What is needed
Repeat the entries below exactly. Begin with the first line and end with the line that contains "positive clicks: (196, 50) (88, 61)".

Exercise data
╔══

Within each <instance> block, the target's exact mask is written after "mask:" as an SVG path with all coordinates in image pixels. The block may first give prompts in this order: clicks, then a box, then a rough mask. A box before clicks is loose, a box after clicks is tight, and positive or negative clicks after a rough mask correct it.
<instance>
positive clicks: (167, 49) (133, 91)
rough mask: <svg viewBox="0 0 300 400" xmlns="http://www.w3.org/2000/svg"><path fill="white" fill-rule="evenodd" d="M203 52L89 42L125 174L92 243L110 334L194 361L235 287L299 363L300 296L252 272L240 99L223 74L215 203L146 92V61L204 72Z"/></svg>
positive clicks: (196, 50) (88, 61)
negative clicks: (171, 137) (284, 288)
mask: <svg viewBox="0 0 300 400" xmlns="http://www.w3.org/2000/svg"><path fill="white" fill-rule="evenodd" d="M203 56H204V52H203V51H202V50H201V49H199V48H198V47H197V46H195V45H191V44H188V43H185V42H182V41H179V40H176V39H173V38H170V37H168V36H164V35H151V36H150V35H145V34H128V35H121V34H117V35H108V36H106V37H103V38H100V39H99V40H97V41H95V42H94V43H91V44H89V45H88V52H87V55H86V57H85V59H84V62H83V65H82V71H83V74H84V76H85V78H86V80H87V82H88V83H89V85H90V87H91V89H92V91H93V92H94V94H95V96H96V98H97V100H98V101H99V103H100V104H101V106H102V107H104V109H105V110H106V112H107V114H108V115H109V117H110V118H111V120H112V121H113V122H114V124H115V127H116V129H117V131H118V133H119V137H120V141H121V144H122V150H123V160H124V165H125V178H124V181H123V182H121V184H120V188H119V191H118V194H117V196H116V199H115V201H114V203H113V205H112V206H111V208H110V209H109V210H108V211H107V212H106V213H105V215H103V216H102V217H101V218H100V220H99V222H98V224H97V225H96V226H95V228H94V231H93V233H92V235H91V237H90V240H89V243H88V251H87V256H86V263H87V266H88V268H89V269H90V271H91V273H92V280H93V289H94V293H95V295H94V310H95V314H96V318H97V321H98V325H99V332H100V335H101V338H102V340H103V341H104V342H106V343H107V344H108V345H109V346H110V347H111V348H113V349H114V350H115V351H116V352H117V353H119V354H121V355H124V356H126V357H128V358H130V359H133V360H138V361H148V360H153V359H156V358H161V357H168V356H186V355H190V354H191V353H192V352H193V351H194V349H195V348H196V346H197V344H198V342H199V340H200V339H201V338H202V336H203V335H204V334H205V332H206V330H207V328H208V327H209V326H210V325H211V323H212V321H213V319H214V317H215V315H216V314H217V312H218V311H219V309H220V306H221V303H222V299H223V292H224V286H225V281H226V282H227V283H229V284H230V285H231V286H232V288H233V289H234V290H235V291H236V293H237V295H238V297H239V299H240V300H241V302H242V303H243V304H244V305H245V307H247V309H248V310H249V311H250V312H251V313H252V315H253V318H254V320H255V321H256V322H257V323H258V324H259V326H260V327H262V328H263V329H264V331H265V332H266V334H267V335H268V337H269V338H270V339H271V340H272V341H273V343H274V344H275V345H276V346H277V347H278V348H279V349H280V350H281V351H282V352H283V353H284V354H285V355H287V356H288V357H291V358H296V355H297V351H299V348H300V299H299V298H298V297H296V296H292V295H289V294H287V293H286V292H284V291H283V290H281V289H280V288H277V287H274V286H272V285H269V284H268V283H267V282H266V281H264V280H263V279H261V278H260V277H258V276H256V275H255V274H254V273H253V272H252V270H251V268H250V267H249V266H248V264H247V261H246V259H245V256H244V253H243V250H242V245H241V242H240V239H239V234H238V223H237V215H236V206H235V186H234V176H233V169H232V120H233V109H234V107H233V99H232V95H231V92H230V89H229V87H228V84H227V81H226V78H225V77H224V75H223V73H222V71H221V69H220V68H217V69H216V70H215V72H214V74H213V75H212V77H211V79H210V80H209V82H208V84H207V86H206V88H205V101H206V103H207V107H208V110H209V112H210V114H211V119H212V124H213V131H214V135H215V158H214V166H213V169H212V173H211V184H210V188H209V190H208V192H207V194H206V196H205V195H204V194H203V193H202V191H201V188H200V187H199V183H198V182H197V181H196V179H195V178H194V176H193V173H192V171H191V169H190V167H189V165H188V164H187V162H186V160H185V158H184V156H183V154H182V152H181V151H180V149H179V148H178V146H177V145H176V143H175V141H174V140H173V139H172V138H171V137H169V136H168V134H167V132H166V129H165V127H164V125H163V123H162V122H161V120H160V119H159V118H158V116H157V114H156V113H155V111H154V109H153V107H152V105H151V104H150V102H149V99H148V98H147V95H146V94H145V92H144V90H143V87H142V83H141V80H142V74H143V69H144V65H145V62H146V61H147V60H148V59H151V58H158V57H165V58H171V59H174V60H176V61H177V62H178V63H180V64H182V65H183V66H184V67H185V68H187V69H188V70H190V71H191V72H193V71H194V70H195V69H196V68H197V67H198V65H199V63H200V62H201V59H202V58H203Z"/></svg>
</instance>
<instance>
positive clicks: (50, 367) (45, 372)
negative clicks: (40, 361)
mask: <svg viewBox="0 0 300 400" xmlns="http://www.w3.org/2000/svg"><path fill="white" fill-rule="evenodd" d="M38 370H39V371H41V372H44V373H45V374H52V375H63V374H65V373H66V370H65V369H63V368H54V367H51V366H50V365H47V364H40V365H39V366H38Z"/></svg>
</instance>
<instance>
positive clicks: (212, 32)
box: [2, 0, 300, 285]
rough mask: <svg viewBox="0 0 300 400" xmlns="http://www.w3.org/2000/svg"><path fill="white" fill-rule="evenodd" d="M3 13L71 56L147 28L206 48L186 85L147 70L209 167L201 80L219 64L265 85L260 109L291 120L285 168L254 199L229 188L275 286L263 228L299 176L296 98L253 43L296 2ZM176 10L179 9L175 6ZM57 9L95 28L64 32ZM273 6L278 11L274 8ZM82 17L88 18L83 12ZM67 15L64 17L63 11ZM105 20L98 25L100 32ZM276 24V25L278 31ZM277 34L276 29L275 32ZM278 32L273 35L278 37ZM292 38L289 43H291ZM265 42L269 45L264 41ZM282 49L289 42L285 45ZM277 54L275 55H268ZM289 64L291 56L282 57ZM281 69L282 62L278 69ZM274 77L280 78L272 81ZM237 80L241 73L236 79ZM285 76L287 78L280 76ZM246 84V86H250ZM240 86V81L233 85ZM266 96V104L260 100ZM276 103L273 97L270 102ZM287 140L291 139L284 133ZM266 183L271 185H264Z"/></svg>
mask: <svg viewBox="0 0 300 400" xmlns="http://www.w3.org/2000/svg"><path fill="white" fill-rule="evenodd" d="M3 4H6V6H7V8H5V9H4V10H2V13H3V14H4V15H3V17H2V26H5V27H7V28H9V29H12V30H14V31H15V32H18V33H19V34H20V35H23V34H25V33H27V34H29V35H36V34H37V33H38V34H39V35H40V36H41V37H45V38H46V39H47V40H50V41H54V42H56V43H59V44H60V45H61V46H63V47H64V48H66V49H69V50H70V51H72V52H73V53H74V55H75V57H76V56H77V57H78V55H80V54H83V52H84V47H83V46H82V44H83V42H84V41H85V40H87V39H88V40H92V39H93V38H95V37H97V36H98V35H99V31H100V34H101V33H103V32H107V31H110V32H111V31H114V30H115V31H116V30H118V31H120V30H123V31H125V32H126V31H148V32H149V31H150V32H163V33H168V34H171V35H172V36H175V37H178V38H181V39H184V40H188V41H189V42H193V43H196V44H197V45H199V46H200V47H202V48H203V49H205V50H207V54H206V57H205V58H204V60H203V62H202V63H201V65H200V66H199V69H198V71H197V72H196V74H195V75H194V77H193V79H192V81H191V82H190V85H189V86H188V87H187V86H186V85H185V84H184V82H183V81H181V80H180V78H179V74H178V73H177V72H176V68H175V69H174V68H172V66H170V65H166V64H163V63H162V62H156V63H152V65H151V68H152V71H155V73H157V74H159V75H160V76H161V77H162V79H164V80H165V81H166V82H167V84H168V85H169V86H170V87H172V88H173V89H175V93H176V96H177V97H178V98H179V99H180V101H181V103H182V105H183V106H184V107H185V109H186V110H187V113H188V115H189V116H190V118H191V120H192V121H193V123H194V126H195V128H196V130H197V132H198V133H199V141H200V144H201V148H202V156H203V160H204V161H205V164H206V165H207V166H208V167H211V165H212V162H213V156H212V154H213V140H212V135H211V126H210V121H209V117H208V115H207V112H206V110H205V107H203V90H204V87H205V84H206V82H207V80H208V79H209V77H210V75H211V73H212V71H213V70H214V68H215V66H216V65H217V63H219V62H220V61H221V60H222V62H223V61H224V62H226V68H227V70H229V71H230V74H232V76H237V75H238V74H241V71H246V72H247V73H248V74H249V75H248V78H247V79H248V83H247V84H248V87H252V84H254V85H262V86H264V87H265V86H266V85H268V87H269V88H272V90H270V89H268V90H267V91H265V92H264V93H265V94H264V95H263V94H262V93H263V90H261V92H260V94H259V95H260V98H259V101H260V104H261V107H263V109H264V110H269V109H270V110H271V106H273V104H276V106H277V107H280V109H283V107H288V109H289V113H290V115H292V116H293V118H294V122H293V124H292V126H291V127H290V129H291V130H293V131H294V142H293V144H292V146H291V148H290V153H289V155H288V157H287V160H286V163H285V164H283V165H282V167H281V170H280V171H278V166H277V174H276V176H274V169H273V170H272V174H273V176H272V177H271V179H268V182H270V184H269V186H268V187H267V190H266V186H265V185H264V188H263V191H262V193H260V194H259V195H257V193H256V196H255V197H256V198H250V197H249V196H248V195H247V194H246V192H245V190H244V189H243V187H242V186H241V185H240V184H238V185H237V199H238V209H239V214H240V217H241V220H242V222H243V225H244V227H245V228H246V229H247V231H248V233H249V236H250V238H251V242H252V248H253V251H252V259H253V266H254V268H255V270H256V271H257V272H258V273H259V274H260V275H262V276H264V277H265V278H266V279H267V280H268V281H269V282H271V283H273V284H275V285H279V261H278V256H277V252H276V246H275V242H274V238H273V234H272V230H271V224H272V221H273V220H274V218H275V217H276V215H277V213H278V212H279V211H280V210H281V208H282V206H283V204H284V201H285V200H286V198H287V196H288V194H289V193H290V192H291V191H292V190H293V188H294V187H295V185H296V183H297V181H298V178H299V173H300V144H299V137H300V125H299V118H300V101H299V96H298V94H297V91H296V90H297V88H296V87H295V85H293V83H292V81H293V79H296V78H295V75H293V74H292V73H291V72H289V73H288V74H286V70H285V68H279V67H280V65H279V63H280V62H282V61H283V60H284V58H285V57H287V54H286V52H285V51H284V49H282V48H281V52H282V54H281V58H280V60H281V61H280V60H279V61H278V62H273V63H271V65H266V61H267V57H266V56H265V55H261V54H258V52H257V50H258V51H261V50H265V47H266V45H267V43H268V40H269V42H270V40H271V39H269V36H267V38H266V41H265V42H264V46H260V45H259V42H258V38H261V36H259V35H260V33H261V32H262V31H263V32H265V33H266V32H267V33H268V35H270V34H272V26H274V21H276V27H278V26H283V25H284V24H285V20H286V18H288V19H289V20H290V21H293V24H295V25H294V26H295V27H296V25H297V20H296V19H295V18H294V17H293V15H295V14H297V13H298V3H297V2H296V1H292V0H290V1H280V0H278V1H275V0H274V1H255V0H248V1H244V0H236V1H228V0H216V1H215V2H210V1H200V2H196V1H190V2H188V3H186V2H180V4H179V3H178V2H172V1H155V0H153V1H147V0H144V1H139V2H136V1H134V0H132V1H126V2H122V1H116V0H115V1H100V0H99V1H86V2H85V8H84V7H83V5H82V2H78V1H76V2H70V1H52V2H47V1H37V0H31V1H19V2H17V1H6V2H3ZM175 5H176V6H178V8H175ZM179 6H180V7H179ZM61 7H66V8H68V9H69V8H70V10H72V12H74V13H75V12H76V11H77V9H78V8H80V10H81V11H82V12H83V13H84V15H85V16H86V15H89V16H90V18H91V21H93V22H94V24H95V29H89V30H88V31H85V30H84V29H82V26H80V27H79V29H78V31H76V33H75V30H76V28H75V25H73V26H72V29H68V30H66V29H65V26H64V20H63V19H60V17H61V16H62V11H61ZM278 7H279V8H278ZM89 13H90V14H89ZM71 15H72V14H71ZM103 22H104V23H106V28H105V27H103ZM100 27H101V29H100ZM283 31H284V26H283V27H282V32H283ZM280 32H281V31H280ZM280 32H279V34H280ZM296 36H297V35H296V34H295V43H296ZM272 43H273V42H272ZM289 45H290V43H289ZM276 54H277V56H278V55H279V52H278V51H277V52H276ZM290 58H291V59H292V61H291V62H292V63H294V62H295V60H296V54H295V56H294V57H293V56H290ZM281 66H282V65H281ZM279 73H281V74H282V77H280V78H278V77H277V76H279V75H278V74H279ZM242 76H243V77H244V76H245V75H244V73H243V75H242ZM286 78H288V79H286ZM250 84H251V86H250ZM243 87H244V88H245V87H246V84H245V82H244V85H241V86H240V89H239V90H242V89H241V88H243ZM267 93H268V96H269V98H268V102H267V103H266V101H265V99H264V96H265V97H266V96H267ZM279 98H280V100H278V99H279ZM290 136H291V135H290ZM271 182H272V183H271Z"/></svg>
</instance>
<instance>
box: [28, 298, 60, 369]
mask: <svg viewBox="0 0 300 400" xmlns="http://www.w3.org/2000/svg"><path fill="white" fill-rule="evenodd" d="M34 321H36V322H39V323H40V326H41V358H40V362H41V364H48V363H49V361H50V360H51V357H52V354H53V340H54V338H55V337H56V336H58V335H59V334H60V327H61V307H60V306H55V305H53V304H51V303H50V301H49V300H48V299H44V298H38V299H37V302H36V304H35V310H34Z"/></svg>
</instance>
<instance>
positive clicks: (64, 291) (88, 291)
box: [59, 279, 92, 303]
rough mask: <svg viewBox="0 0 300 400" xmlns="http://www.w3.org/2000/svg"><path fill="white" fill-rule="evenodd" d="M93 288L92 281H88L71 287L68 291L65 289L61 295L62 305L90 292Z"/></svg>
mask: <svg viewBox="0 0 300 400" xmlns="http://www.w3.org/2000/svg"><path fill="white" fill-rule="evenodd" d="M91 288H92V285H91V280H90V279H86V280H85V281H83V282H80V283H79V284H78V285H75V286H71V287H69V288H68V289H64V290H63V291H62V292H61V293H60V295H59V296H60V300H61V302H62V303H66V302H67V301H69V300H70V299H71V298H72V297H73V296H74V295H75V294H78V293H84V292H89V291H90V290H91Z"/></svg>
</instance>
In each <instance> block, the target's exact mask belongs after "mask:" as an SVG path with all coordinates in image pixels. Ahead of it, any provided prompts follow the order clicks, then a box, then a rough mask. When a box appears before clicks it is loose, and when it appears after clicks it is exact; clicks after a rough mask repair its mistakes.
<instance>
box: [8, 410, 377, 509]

╚══

Written answer
Within each <instance> block, the target's exact mask is written after "mask:" as an SVG path with all coordinates in image pixels. The block may first give prompts in this order: clicks, then a box, then a rough mask. A box before clicks is loose, a box after clicks is tight, and positive or negative clicks after a rough mask correct it.
<instance>
positive clicks: (167, 49) (133, 91)
rough mask: <svg viewBox="0 0 300 400" xmlns="http://www.w3.org/2000/svg"><path fill="white" fill-rule="evenodd" d="M203 52L89 42L125 174L92 243L110 334L194 361L235 287L299 363L300 296L252 272L240 99L223 74L215 203L146 92V61L204 72Z"/></svg>
positive clicks: (196, 50) (88, 61)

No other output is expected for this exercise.